■ SUPPLIED DATA
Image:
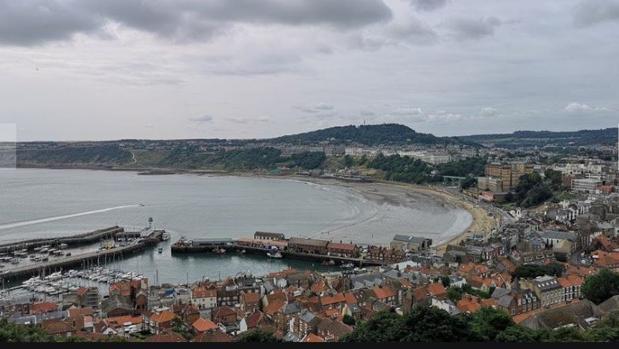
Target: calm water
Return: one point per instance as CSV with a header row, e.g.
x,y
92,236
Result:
x,y
42,203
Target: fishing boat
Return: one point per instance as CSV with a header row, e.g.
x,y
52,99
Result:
x,y
276,255
219,250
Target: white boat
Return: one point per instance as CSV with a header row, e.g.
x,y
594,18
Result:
x,y
276,255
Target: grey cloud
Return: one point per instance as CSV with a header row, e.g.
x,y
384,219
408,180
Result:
x,y
202,119
488,111
576,107
428,5
34,22
414,31
244,121
315,109
469,28
38,21
592,12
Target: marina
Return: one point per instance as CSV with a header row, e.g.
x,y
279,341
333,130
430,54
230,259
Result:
x,y
48,256
276,246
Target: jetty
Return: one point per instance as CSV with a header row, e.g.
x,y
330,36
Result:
x,y
72,240
138,244
269,244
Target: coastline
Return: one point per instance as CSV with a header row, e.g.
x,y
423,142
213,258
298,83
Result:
x,y
382,192
481,222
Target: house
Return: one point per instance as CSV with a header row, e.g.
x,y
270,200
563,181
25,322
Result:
x,y
546,288
602,259
560,238
262,235
410,243
224,315
303,323
312,338
204,325
117,305
58,328
166,337
446,305
571,285
312,246
43,307
343,250
250,301
332,330
516,302
437,290
251,321
332,301
124,324
385,294
471,304
213,337
161,321
204,298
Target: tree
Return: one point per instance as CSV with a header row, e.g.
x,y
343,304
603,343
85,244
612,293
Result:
x,y
348,161
528,271
555,179
258,336
601,286
430,324
384,326
487,324
468,182
348,320
10,332
517,334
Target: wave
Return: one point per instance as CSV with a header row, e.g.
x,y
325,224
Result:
x,y
57,218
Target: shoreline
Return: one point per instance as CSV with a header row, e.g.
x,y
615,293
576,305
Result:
x,y
392,193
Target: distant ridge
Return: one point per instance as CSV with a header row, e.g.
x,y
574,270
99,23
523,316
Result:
x,y
380,134
607,136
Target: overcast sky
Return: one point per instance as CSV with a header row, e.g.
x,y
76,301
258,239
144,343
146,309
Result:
x,y
111,69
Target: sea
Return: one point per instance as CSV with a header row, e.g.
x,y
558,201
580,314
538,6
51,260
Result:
x,y
45,203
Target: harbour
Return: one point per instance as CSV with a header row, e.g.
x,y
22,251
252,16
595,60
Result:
x,y
40,256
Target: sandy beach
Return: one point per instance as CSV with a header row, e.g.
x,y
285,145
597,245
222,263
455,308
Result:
x,y
410,196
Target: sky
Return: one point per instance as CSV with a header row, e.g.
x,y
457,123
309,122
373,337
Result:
x,y
168,69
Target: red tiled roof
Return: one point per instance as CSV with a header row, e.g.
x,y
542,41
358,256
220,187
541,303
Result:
x,y
250,297
75,312
118,321
437,289
383,292
203,292
164,316
341,246
570,280
213,337
350,298
313,338
43,307
274,307
169,337
203,325
337,298
253,319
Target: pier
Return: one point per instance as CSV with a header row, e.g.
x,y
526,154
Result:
x,y
262,247
99,256
73,240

■ TASK PROMPT
Rewrite the records from the line containing "Target: sky" through the end of the records, putting "wharf" in place of "pier" and leaving everything else unchanged.

■ ANSWER TO THE PROBLEM
Target: sky
Return: one point per instance as CSV with a header row, e.g.
x,y
457,123
309,122
373,337
Result:
x,y
168,69
Target: red tiled roof
Return: one point per instance as CSV with a header row, e.g.
x,y
542,41
358,256
220,187
541,303
Result:
x,y
250,297
75,312
118,321
437,289
383,292
203,292
164,316
341,246
570,280
213,337
350,298
313,338
43,307
274,307
169,337
203,325
337,298
253,319
Target: wharf
Return: one point per instance as CSV with a header row, e.g.
x,y
526,154
Result:
x,y
262,247
99,256
73,240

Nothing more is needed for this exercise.